_Extrait_
——————
Vous n'êtes pas pour l'introduction de robots ?

Cela peut être amusant mais j'aime mieux l'introduction d'un vrai chien que d'un robot. Le vrai est mieux que le factice. Le robot aide-soignant, je ne sais pas ce que cela pourra donner, or des gens y travaillent. Mais l'électronique peut rendre de précieux services par exemple pour que les résidents puissent privatiser leur chambre. Or en EHPAD la nuit est un grand moment d'angoisse, parce qu' on ne peut pas s'enfermer dans sa chambre.

Mieux que la question des robots il y a une approche méritant d'être développée c'est l'apport du psychologue clinicien. Actuellement le rôle qui leur est trop souvent dévolu est le maintien de l'ordre, alors que leur rôle devrait être, avec le directeur, le médecin et le cadre de santé, d'inventer des fonctionnements pour travailler ensemble sur des façons de faire. Le rôle du psychologue est notamment d'aider les soignants à garder leur capacité de penser, d'analyser, de comprendre. Aussi, s'il y a une seule procédure importante en établissement c'est de savoir qui doit se réunir avec qui et quand, pour réfléchir à ce qui se passe et pour prendre des décisions. Car les décisions ne devraient jamais se prendre dans les couloirs.

Je pense que si on ne consulte pas les psychologues 50% des choses risquent d'être faites avec de bons sentiments mais sans les connaissances nécessaires et 50% du soin devient aléatoire, quand il n'est pas tout simplement oublié.
——————
_Mise en pratique_
(a) D'après l'extrait, qu'est-ce qui rend la nuit si angoissante en EHPAD ?
(b) Dans l'extrait, reprenez sous forme de liste le paragraphe qui commence par « Mieux que la question des robots » en gardant l'essentiel.
(c) Recopiez sans rien changer le passage de l'extrait qui commence par « Cela peut être » et se termine par « dans sa chambre. ».
Appuyez-vous seulement sur l'extrait pour répondre.

_Données_
——————
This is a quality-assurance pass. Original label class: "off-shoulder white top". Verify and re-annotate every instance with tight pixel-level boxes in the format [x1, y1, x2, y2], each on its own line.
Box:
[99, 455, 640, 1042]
——————
_Réponses par tâche_
(a) On ne peut pas s'enfermer dans sa chambre.

(b)
- Plutôt que les robots, il faudrait développer l'apport du psychologue clinicien.
- Aujourd'hui, on lui confie trop souvent le maintien de l'ordre.
- Son rôle devrait être d'inventer, avec le directeur, le médecin et le cadre de santé, des façons de travailler ensemble.
- Il doit notamment aider les soignants à garder leur capacité de penser, d'analyser et de comprendre.
- La procédure la plus importante en établissement est de savoir qui se réunit avec qui et quand, pour réfléchir et décider.
- Les décisions ne devraient jamais se prendre dans les couloirs.

(c)
Cela peut être amusant mais j'aime mieux l'introduction d'un vrai chien que d'un robot. Le vrai est mieux que le factice. Le robot aide-soignant, je ne sais pas ce que cela pourra donner, or des gens y travaillent. Mais l'électronique peut rendre de précieux services par exemple pour que les résidents puissent privatiser leur chambre. Or en EHPAD la nuit est un grand moment d'angoisse, parce qu' on ne peut pas s'enfermer dans sa chambre.